┌─ DOCUMENT SEGMENT

Weidong is a Chinese ferry company operating international ferries between the Chinese province of Shandong and the South Korean port city of Incheon (near Seoul)

Operations
Weidong operate 4 vessels: 
 New Golden Bridge II (passenger & vehicle)
 New Golden Bridge V (passenger & vehicle)
 Sinokor Pyongtaek (container)
 MV Kalimanis (container)

Passenger Operations

New Golden Bridge II
The New Golden Bridge II operates three weekly services between Weihai and Incheon, departing Weihai at 19:00 on Sunday, Tuesday & Thursday, arriving into Incheon at 11:00 the next day. The return service departs Incheon at 19:00 on Monday, Wednesday and Saturday, arriving into Weihai at 09:00 the next day.
The New Golden Bridge II has a gross weight of 27,000 MT. It has accommodation for 731 passengers over five classes and a Ro-Ro cargo capacity of 295 TEU.

New Golden Bridge V
The New Golden Bridge V operates three weekly services between Qingdao and Incheon, departing Qingdao at 17:00 on Monday, Wednesday & Friday, arriving into Incheon at 11:00 the next day. The return service departs Incheon at 17:00 on Tuesday, Thursday and Saturday, arriving into Qingdao at 09:00 the next day.
The New Golden Bridge V has a gross weight of 30,000 MT. It has accommodation for 660 passengers over four classes and a Ro-Ro cargo capacity of 325 TEU.

└─
┌─ SOURCE DATA

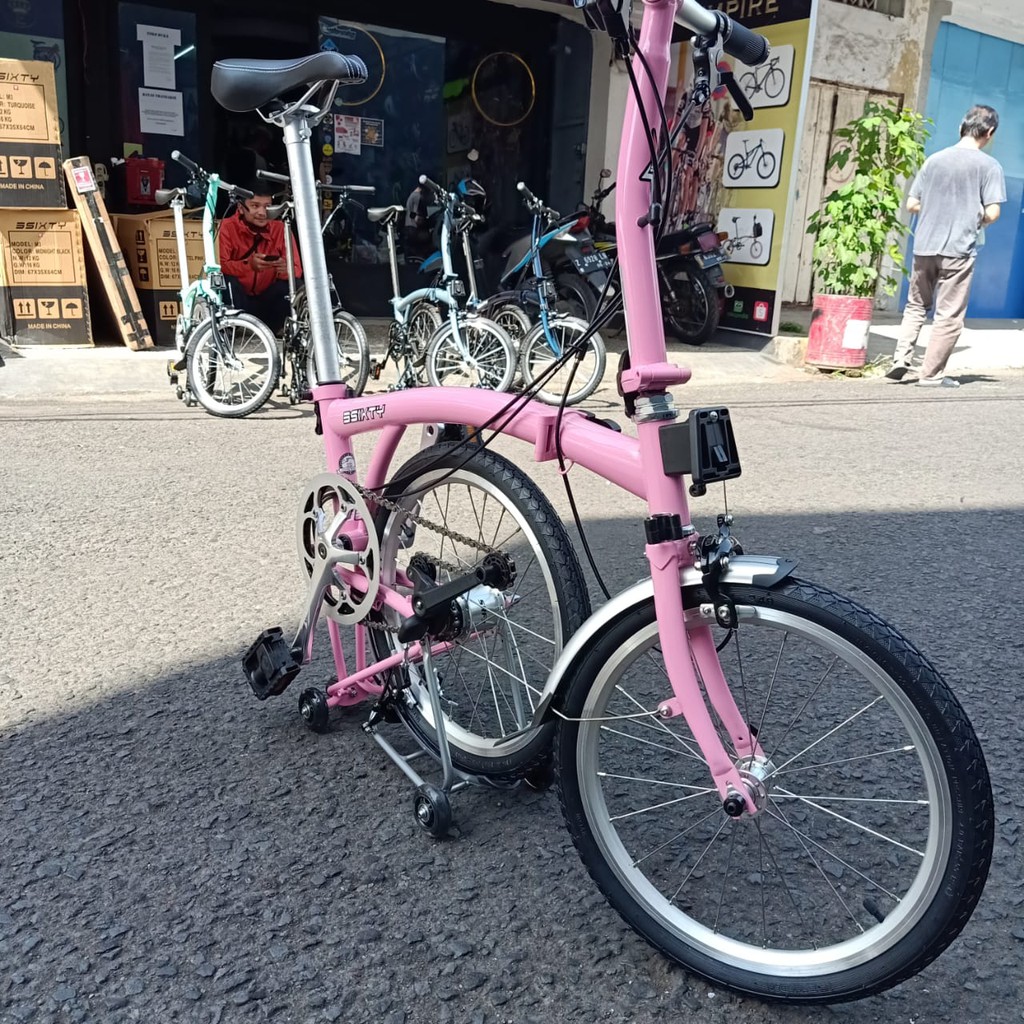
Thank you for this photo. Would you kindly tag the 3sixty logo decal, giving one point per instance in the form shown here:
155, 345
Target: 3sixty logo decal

└─

* _WORK TO DO_:
a) Print the passage on Weidong between "Weidong is a" and "II (passenger & vehicle)", inclusive.
b) Decide whether each statement agrees with the passage on Weidong: (i) the New Golden Bridge V can carry 660 passengers; (ii) the New Golden Bridge II leaves Weihai at 17:00; (iii) the Sinokor Pyongtaek is a container vessel. Give yes or no for each, quoting the deciding words.

* _TASK RESULTS_:
a)
Weidong is a Chinese ferry company operating international ferries between the Chinese province of Shandong and the South Korean port city of Incheon (near Seoul)

Operations
Weidong operate 4 vessels: 
 New Golden Bridge II (passenger & vehicle)

b)
(i) Yes: "It has accommodation for 660 passengers over four classes"
(ii) No: "departing Weihai at 19:00 on Sunday, Tuesday & Thursday"
(iii) Yes: "Sinokor Pyongtaek (container)"